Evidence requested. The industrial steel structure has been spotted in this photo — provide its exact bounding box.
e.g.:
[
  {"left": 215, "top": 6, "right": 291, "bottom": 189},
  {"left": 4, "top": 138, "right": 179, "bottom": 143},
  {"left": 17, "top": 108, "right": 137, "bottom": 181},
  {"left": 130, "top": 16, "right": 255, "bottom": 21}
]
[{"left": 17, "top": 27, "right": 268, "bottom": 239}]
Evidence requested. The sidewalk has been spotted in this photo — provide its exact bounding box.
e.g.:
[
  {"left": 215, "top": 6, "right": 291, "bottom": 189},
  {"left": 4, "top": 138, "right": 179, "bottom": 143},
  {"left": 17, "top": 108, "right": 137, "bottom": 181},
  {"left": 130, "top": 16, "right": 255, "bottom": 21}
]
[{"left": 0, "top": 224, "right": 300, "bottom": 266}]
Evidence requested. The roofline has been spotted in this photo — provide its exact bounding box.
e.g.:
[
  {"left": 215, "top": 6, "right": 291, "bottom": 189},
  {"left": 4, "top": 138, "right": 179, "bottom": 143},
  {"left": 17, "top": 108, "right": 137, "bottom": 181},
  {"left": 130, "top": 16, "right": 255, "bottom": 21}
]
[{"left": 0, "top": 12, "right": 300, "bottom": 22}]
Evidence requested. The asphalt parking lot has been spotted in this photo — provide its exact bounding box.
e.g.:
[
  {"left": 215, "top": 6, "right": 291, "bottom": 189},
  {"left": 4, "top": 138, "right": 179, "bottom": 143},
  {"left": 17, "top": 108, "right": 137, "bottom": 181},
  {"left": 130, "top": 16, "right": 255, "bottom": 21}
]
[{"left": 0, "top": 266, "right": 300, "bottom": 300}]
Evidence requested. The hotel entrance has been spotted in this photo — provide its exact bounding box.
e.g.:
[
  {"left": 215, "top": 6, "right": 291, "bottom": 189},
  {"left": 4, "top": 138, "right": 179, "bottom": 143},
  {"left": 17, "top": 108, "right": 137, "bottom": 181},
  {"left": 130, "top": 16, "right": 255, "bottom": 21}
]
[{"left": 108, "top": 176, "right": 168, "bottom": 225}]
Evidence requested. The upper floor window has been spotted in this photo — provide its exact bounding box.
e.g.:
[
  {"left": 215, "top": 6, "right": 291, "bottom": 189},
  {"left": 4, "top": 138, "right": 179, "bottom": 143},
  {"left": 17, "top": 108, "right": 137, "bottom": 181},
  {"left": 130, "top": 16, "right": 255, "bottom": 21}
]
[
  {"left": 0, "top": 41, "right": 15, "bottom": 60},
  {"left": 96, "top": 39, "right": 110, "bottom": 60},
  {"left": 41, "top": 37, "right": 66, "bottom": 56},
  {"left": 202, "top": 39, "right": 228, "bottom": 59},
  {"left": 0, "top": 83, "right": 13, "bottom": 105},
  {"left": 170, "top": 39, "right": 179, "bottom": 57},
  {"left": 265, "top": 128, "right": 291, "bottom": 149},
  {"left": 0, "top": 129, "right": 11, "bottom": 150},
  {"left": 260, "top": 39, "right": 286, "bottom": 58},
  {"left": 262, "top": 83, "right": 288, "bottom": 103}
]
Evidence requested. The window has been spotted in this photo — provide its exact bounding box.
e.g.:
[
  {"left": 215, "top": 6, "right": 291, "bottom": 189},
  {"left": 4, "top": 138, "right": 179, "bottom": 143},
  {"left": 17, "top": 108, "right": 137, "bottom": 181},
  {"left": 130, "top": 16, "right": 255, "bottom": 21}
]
=====
## EXERCISE REQUIREMENTS
Report every line of the records that contains the word "requested". Count a line only if the capitalization matches.

## PROBLEM SOLUTION
Evidence requested. The industrial steel structure has been spotted in this photo — provide its exact bounding box.
Evidence requested. The sidewalk has been spotted in this photo — provide its exact bounding box.
Evidence requested. The roofline has been spotted in this photo — provide its exact bounding box.
Evidence requested. The asphalt parking lot has been spotted in this photo — provide its exact bounding box.
Evidence requested. The hotel entrance has been spotted in this photo — provide its exact bounding box.
Evidence requested. The upper floor window has been spotted in this photo — provide its exact bounding box.
Evidence requested. The window has been spotted in this photo — provide its exact bounding box.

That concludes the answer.